**Page extract:**

Film score by Mark Korven
- Released: June 24, 2022
- Recorded: 2021–2022
- Genre: Film score
- Length: 49:34
- Label: Back Lot Music
- Producer: Mark Korven

Mark Korven chronology
| Resident Evil: Welcome to Raccoon City (2021) | The Black Phone (Original Motion Picture Soundtrack) (2022) | Night Swim (2024) |

= The Black Phone (soundtrack) =

The Black Phone (Original Motion Picture Soundtrack) is the soundtrack to the 2021 film The Black Phone, directed by Scott Derrickson. The film's musical score is composed by Mark Korven and released through Back Lot Music on June 24, 2022. It is a culmination of modern and vintage sounds utilized with synthesizers and string instruments, which are primarily focused on the film's antagonist, The Grabber, whose soundscape accompanied creepy horror music. The score was positively received by critics.

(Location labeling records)

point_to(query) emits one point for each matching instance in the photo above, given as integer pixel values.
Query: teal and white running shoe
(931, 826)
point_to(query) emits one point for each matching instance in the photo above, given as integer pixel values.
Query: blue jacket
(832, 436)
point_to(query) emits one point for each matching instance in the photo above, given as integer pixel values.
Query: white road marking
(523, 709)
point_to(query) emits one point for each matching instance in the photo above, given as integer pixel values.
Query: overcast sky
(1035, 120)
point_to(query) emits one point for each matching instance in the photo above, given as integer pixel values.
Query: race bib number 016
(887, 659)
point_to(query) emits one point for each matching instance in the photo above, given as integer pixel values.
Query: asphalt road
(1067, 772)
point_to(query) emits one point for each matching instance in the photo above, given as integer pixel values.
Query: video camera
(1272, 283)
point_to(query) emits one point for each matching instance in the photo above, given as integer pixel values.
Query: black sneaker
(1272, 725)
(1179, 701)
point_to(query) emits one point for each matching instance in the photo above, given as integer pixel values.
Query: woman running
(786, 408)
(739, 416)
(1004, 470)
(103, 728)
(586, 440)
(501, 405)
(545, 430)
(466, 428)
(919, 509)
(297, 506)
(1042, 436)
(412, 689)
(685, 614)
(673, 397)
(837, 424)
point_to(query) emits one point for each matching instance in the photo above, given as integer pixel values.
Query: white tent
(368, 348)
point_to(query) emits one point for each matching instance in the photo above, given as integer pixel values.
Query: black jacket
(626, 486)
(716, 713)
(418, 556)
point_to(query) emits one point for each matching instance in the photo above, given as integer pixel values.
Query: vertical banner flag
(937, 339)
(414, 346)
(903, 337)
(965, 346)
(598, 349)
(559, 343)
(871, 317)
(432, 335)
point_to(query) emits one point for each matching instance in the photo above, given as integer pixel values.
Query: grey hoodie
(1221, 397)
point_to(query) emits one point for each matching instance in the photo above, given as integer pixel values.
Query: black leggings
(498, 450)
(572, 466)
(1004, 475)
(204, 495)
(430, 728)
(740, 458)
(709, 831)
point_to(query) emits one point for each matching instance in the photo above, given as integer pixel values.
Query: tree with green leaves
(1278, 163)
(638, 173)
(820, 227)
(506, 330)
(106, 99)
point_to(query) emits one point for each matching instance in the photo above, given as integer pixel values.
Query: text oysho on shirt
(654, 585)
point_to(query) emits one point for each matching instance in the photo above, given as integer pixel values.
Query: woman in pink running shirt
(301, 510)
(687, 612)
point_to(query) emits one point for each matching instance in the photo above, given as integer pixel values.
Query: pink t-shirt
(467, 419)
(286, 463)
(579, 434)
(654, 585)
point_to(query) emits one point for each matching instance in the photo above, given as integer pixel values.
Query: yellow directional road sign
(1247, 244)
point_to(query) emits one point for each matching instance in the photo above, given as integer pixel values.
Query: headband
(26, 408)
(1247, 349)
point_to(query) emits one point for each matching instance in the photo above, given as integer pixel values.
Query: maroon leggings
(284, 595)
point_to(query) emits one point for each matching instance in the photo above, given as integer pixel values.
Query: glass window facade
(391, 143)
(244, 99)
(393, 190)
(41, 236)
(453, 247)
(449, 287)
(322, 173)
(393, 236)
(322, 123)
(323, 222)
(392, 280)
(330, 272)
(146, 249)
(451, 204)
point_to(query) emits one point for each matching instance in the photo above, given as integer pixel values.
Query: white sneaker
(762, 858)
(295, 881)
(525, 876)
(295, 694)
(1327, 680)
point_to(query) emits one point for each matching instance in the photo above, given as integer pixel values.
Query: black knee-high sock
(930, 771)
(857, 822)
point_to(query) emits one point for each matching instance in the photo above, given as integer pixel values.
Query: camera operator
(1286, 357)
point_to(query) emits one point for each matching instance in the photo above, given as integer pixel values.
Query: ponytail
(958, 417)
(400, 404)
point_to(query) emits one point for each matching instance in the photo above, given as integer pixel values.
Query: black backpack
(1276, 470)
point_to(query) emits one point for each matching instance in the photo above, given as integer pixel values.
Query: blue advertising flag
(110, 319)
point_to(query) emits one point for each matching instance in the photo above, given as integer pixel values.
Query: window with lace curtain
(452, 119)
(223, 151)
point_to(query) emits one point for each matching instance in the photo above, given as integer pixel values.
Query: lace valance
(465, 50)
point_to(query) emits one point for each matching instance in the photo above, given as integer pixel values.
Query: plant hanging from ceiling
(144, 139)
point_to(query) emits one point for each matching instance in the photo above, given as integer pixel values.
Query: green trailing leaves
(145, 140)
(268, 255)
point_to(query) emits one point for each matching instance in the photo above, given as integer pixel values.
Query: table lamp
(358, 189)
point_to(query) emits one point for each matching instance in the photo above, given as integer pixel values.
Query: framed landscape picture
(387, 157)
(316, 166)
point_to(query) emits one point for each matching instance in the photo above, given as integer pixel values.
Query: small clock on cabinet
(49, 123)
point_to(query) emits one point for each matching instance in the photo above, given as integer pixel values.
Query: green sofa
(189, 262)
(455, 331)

**Things to do:**
1/ Based on the soundtrack page above, decide whether each statement agrees with it: (a) the score was released through Back Lot Music on June 24, 2022; (b) the film was directed by Mark Korven; (c) critics gave the score a poor reception. Answer yes or no for each, and quote the deciding words.
2/ Write out word for word the part of the soundtrack page that opens with the words containing "Film score by" and closes with "received by critics.".

**Solutions to the exercise:**
1/
(a) Yes: "released through Back Lot Music on June 24, 2022"
(b) No: "directed by Scott Derrickson"
(c) No: "The score was positively received by critics."

2/
Film score by Mark Korven
- Released: June 24, 2022
- Recorded: 2021–2022
- Genre: Film score
- Length: 49:34
- Label: Back Lot Music
- Producer: Mark Korven

Mark Korven chronology
| Resident Evil: Welcome to Raccoon City (2021) | The Black Phone (Original Motion Picture Soundtrack) (2022) | Night Swim (2024) |

= The Black Phone (soundtrack) =

The Black Phone (Original Motion Picture Soundtrack) is the soundtrack to the 2021 film The Black Phone, directed by Scott Derrickson. The film's musical score is composed by Mark Korven and released through Back Lot Music on June 24, 2022. It is a culmination of modern and vintage sounds utilized with synthesizers and string instruments, which are primarily focused on the film's antagonist, The Grabber, whose soundscape accompanied creepy horror music. The score was positively received by critics.